_Selection_
☆ ☆ ☆ ☆ ☆ ☆ ☆

Matching a Space in Regex

Matching a space in regex

If you're looking for a space, that would be " " (one space).

If you're looking for one or more, it's " *" (that's two spaces and an asterisk) or " +" (one space and a plus).

If you're looking for common spacing, use "[ X]" or "[ X][ X]*" or "[ X]+" where X is the physical tab character (and each is preceded by a single space in all those examples).

These will work in every* regex engine I've ever seen (some of which don't even have the one-or-more "+" character, ugh).

If you know you'll be using one of the more modern regex engines, "\s" and its variations are the way to go. In addition, I believe word boundaries match start and end of lines as well, important when you're looking for words that may appear without preceding or following spaces.

For PHP specifically, this page may help.

☆ ☆ ☆ ☆ ☆ ☆ ☆

_Supplied data_

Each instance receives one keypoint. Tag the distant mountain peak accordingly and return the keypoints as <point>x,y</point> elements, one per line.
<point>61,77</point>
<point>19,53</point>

☆ ☆ ☆ ☆ ☆ ☆ ☆

_Work required_
In the text on matching a space in regex, why are the patterns built from a literal space and tab character offered alongside "\s"? Answer in one to three sentences.

_Solved problem_
Those patterns work in every regex engine the writer has seen, including engines that lack the one-or-more "+" character. "\s" and its variations are recommended only when one of the more modern regex engines will be used.